• [Goal]
Write out only the tail of the records, beginning at the line containing "of the wall-mounted" and including the last line, exactly as written.

Stored data entries:
* Begin *
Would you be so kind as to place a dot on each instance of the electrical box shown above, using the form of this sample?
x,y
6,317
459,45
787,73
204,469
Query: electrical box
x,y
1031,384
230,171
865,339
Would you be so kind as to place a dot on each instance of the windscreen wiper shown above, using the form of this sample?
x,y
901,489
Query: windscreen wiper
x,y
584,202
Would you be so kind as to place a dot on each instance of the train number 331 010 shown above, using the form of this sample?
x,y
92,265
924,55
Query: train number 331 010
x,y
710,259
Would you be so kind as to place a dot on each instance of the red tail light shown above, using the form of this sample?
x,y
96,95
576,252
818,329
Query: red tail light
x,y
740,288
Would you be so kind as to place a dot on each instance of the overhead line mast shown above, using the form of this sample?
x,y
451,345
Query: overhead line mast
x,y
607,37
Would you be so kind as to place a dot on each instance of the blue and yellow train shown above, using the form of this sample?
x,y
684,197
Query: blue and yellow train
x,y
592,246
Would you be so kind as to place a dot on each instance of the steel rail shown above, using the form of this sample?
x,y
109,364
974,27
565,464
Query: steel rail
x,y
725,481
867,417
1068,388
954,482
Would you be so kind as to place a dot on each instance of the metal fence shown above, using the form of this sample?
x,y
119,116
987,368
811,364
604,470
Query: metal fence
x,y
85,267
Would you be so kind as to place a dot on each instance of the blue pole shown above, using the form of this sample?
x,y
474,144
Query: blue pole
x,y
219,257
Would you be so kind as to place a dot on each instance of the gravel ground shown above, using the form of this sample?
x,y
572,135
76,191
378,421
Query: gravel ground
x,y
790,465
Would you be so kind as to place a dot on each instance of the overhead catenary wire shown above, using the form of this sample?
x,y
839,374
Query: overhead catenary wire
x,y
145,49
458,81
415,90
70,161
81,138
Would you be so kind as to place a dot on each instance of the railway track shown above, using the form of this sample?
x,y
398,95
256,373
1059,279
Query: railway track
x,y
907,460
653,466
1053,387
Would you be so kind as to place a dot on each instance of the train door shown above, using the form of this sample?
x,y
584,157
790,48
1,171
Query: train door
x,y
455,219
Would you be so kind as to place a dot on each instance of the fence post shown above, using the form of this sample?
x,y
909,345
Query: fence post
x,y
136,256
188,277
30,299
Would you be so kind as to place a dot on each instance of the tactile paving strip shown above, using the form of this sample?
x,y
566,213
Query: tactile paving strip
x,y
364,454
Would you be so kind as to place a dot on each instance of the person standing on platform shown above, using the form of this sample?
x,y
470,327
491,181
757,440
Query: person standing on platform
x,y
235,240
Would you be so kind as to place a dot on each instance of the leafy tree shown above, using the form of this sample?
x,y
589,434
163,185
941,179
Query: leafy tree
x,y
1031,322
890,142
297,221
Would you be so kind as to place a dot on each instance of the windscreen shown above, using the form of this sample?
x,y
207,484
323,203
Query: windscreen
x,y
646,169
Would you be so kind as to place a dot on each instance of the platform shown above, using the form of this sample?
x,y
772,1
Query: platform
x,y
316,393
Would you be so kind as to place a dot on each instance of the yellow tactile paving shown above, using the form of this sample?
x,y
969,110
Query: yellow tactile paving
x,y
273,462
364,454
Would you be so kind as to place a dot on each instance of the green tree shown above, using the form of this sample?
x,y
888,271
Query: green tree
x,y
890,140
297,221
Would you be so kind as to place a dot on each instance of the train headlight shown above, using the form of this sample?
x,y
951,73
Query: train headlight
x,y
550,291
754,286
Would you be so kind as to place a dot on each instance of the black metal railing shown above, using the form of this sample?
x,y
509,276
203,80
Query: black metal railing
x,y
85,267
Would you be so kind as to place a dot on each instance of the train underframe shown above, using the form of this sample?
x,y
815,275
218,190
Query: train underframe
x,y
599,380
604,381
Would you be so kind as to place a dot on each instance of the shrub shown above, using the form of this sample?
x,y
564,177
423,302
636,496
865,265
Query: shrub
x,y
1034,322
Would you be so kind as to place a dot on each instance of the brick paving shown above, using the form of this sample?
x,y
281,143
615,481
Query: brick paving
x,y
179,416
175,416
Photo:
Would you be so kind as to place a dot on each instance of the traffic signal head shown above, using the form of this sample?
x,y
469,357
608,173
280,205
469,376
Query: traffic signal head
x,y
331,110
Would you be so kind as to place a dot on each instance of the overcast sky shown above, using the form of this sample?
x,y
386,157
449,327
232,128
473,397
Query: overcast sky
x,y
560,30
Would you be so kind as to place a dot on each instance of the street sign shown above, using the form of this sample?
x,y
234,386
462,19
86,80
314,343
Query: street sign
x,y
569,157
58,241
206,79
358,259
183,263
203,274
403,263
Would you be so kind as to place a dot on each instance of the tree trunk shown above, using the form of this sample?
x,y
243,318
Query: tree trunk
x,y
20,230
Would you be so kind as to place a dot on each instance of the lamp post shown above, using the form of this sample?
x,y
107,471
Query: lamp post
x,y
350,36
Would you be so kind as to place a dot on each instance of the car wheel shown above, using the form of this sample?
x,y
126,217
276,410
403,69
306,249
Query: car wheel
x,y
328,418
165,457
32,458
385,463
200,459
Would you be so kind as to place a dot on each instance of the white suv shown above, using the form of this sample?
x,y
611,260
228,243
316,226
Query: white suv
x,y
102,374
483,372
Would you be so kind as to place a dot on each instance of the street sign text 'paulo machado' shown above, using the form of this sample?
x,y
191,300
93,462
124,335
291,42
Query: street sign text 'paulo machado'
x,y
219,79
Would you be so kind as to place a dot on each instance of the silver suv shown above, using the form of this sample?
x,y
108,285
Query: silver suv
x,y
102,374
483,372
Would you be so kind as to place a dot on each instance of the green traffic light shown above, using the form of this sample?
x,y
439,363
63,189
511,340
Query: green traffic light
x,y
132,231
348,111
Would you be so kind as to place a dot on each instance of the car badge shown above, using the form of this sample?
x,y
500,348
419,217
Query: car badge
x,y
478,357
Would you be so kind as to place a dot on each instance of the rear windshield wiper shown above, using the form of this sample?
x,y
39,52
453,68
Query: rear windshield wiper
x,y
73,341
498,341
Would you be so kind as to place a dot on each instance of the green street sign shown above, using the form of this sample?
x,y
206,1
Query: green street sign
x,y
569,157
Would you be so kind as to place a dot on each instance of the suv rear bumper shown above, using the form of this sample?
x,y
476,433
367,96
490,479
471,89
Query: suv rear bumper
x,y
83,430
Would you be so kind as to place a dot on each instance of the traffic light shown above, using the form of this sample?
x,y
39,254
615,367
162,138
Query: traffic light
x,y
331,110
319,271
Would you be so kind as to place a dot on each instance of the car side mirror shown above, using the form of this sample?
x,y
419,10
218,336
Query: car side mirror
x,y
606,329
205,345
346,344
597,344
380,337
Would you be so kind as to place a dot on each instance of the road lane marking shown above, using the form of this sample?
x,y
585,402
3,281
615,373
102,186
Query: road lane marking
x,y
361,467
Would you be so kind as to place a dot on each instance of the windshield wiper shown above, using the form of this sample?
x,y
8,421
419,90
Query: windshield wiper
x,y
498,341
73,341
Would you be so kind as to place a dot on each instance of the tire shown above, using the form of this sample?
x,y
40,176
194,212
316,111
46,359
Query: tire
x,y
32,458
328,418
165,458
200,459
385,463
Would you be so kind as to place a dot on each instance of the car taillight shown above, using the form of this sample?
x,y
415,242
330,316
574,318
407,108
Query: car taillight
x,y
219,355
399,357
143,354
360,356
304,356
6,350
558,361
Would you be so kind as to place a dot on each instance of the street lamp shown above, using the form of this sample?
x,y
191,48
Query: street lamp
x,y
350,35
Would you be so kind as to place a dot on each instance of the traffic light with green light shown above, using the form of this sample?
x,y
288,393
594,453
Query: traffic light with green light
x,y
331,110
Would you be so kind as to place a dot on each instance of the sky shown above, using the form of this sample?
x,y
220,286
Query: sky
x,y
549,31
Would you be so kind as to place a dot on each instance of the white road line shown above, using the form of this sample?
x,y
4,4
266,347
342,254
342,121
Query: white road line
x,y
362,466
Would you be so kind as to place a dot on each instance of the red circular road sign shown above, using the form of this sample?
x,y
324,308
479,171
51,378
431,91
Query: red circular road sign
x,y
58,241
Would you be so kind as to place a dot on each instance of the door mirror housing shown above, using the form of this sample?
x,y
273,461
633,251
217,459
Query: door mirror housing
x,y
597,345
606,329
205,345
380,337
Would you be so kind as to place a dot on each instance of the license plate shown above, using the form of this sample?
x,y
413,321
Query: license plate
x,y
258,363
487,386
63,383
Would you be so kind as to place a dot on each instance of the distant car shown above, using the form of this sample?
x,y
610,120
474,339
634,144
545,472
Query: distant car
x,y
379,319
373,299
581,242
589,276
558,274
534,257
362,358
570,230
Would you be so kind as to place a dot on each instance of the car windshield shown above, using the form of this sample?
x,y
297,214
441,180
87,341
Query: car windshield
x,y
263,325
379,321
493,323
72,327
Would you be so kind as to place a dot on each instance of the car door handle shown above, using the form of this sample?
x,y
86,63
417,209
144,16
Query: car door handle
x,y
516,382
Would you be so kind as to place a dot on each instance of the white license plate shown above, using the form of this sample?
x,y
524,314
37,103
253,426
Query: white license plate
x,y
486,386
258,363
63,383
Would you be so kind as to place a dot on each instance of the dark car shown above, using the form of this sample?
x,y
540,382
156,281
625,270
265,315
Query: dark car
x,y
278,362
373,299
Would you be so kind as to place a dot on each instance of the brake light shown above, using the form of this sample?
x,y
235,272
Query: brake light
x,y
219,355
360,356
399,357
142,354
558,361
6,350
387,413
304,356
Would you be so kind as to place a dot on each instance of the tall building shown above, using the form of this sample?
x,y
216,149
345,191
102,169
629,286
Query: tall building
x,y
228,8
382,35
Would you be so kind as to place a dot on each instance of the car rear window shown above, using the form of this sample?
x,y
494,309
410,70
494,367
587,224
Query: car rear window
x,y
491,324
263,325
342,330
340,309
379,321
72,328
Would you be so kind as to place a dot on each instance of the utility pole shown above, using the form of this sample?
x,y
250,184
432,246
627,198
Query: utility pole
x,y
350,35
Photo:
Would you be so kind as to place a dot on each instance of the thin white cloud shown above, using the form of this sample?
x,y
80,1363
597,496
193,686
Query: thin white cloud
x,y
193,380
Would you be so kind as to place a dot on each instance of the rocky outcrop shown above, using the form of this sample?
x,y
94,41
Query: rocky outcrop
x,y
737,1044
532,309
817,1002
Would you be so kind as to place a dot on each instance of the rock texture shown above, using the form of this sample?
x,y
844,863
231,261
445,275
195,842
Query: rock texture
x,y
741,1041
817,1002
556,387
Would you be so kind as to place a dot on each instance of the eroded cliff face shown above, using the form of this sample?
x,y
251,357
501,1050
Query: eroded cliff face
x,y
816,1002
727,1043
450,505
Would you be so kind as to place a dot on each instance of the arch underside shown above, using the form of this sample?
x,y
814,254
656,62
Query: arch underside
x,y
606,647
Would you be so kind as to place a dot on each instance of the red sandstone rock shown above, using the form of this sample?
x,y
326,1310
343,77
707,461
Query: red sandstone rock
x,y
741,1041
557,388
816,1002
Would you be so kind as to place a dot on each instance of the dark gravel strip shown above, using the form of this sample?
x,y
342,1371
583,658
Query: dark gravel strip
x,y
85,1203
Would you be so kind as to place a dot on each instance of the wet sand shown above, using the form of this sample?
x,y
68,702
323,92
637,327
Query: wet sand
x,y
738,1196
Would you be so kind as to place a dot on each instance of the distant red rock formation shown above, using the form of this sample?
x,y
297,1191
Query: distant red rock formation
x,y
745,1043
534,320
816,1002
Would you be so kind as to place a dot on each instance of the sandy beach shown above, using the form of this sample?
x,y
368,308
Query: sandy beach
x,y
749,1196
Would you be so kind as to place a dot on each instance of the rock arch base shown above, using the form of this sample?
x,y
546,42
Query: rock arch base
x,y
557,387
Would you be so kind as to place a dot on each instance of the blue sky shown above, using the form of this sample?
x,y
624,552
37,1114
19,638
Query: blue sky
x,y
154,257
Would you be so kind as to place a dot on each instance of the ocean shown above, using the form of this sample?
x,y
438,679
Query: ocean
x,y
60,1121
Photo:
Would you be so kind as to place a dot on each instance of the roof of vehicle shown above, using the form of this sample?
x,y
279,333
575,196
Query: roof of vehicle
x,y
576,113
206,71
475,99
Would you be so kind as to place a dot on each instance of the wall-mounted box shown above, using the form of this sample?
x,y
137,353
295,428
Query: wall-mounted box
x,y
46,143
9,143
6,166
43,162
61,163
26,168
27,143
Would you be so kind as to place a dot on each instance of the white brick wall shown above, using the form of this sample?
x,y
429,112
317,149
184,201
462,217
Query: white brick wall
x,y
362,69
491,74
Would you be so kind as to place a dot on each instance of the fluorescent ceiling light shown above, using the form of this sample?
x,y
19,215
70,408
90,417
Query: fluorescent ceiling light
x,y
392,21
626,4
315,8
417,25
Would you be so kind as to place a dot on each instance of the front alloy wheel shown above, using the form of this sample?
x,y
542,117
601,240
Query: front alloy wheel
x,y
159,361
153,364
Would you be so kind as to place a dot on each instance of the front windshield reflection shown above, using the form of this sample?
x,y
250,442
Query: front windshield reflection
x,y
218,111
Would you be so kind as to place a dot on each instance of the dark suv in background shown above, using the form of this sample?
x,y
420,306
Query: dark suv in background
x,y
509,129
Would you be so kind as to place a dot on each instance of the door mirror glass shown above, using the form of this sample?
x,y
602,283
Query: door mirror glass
* End *
• [Final result]
Would you be so kind as to place a dot on each instance of the wall-mounted box shown above, using the form of this sample?
x,y
137,353
295,428
Query: wall-mounted box
x,y
46,143
9,143
6,166
43,162
61,163
26,168
27,143
Would you be so kind as to place a dot on each instance of the white brick wall shown above, using the form of this sample?
x,y
429,112
317,149
184,201
462,217
Query: white brick wall
x,y
362,69
491,74
Would you be so kind as to place a dot on each instance of the fluorescent ceiling light shown above, using the form of this sample?
x,y
19,215
70,408
90,417
Query: fluorescent ceiling light
x,y
392,21
626,4
315,8
417,25
Would you be so kind as to place a dot on each instance of the front alloy wheel shown above, using the form of this sample?
x,y
542,117
601,240
Query: front alloy wheel
x,y
159,361
153,364
Would you be so kind as to place a dot on each instance of the front windshield reflection shown above, using the form of this sample?
x,y
250,442
Query: front windshield reflection
x,y
218,111
Would you be so kind as to place a dot on each instance of the dark suv in background shown above, using the form of this sample?
x,y
420,306
Query: dark suv in background
x,y
509,129
Would you be so kind as to place a dot on each instance of the door mirror glass shown above, using the form of this sample?
x,y
602,283
Query: door mirror glass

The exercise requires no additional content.